▶ [Challenge]
Can you give the data below as a numbered list of its lines, with blank lines and the pictures left out?

──────── Data supplied

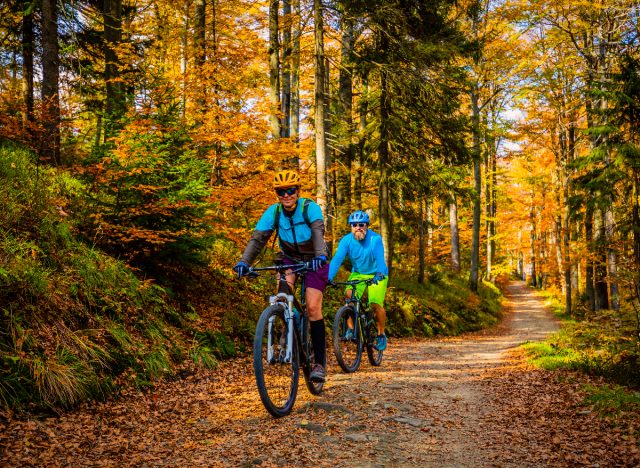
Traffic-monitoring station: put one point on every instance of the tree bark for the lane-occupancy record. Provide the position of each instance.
(421, 253)
(274, 69)
(384, 203)
(475, 236)
(359, 166)
(295, 74)
(344, 153)
(286, 69)
(320, 118)
(27, 61)
(50, 82)
(115, 99)
(455, 236)
(200, 52)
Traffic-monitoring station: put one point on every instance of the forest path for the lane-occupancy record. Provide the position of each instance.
(447, 402)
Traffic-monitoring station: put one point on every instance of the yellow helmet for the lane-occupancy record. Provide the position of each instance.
(286, 179)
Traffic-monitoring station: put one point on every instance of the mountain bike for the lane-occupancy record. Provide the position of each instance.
(282, 345)
(354, 328)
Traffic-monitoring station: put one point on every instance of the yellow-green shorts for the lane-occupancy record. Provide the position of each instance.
(376, 293)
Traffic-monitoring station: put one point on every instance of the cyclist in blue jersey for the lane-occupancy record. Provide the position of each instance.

────────────────

▶ [Task response]
1. Traffic-monitoring station: put one point on every instance of the tree bark for the lane-occupancy record. Provide the position of each instance.
2. (421, 253)
3. (274, 69)
4. (384, 203)
5. (475, 236)
6. (359, 166)
7. (295, 74)
8. (344, 153)
9. (286, 69)
10. (320, 118)
11. (27, 61)
12. (50, 82)
13. (115, 99)
14. (455, 236)
15. (200, 52)
16. Traffic-monitoring station: put one point on every instance of the forest path for the lane-occupancy record. Provide the position of each instance.
17. (447, 402)
18. Traffic-monitoring station: put one point on every instance of the yellow helmet for the lane-occupancy record. Provide the position of each instance.
19. (286, 179)
20. Traffic-monitoring station: put one point on every instance of the mountain bike for the lane-occupancy record. Provide the position of each instance.
21. (282, 345)
22. (354, 328)
23. Traffic-monitoring station: put one point on every instance of the yellow-green shorts for the lane-occupancy record. Provide the position of each instance.
24. (376, 293)
25. Traffic-monitoring station: put one point on every instance of the cyclist in blue jersey for the lane-occupancy record. Provide the position of each instance.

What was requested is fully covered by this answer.